#### [YOUR INSTRUCTIONS]
The output should be all lines of the entries below in which the word "exact" occurs.

#### [Data items]

+ + + + + + +

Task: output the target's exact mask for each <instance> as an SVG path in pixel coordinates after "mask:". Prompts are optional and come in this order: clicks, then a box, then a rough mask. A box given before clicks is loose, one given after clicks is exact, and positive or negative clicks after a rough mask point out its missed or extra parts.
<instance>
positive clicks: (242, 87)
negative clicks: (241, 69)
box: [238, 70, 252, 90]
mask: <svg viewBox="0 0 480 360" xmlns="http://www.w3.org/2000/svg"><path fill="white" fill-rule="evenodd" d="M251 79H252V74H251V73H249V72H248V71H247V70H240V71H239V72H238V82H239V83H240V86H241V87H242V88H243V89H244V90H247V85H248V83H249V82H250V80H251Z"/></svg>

+ + + + + + +

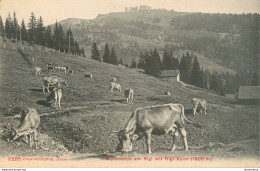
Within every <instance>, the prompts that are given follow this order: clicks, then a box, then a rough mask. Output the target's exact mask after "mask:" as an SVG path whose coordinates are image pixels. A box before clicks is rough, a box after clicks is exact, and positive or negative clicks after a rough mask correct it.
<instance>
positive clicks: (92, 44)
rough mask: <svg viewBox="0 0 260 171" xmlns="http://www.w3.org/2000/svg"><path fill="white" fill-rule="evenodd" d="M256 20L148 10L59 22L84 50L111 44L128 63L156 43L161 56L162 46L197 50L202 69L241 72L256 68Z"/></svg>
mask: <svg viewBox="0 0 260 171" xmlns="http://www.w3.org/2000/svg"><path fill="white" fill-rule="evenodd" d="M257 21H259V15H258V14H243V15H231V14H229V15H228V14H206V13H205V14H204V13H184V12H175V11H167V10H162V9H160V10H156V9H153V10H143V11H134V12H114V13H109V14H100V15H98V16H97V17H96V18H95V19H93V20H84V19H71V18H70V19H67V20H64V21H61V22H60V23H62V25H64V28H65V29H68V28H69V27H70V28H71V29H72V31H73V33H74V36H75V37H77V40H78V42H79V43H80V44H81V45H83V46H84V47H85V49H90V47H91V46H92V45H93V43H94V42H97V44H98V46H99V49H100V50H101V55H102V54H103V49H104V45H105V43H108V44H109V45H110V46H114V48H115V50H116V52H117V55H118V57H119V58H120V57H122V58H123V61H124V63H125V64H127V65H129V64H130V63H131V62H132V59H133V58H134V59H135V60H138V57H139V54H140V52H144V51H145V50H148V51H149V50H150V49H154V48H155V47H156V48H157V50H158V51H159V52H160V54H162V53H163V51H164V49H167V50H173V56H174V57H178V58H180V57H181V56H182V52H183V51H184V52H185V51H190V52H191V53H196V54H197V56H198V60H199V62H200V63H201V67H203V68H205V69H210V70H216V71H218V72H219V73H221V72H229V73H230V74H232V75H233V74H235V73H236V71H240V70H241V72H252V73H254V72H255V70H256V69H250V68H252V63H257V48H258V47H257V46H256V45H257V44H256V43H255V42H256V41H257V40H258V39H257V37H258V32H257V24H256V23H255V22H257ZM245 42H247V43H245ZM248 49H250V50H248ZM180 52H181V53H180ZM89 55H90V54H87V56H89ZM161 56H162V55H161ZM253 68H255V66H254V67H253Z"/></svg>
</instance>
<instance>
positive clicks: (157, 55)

+ + + + + + +

#### [ANSWER AREA]
Task: output the target's exact mask for each <instance> as an SVG path in pixel coordinates after "mask:". Prompts are optional and come in this order: clicks, then a box, then a rough mask. A box given before clicks is loose, one given after clicks is exact, and positive or negative clicks after a rough mask point out its missed or extra parts.
Within every <instance>, the prompts that are given follow this order: clicks, then a box, then a rough mask. Output the target's exact mask after "mask:" as an SVG path whose coordinates are image pixels. A box before clicks is rough, a box after clicks is exact, and positive or negative clicks after a rough mask correct it.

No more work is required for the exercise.